QUOTED PASSAGE:
::::::
KARACHI, Aug 7: There is a dire need to create awareness about patients’ rights which include education and a better understanding of various ailments as it makes disease management a lot easier.

These views were expressed by Sindh Health Minister Syed Sardar Ahmed at a programme held to mark ‘Patient family education and patient family rights day’ at the Aga Khan University auditorium here on Tuesday with Adviser to the Sindh chief minister Fatima Surraya Bajia as the guest of honour.

The provincial minister stressed the need for creating mass awareness regarding patients’ rights which, he said, were given due importance in the developed countries but unfortunately were a neglected subject in our part of the world.

He deplored that many government doctors posted in the rural parts of the country were drawing their salaries from those areas but were actually working in cities.

The minister said that there was no dearth of talent or resources in Pakistan, adding that the citizens needed a mindset to serve the humanity selflessly. The government, he said, was working towards the improvement of the health sector for which doctors and paramedics were appointed so as to fill the vacant posts and steps were also under way to make the basic health units operational through public-private partnership.
::::::
DATA SECTION:
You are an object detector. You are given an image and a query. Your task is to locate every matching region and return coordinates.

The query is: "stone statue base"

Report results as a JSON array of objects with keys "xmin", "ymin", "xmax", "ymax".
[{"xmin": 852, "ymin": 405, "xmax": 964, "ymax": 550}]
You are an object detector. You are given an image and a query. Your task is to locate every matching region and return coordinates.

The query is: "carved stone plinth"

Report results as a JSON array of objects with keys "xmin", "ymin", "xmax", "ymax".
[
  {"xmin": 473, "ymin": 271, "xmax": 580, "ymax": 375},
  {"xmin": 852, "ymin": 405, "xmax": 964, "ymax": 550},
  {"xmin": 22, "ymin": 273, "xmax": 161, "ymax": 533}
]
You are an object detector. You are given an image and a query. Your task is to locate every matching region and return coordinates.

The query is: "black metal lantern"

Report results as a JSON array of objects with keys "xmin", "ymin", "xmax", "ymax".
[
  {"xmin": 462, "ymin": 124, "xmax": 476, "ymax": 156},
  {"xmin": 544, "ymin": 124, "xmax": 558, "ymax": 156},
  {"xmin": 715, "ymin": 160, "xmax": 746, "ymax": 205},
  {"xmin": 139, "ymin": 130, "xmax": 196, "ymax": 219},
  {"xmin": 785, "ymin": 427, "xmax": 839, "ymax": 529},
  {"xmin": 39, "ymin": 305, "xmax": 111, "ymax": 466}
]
::::::
PROBLEM TO SOLVE: Reproduce the full news report on patients' rights awareness in Karachi, word for word.

EXERCISE OUTPUT:
KARACHI, Aug 7: There is a dire need to create awareness about patients’ rights which include education and a better understanding of various ailments as it makes disease management a lot easier.

These views were expressed by Sindh Health Minister Syed Sardar Ahmed at a programme held to mark ‘Patient family education and patient family rights day’ at the Aga Khan University auditorium here on Tuesday with Adviser to the Sindh chief minister Fatima Surraya Bajia as the guest of honour.

The provincial minister stressed the need for creating mass awareness regarding patients’ rights which, he said, were given due importance in the developed countries but unfortunately were a neglected subject in our part of the world.

He deplored that many government doctors posted in the rural parts of the country were drawing their salaries from those areas but were actually working in cities.

The minister said that there was no dearth of talent or resources in Pakistan, adding that the citizens needed a mindset to serve the humanity selflessly. The government, he said, was working towards the improvement of the health sector for which doctors and paramedics were appointed so as to fill the vacant posts and steps were also under way to make the basic health units operational through public-private partnership.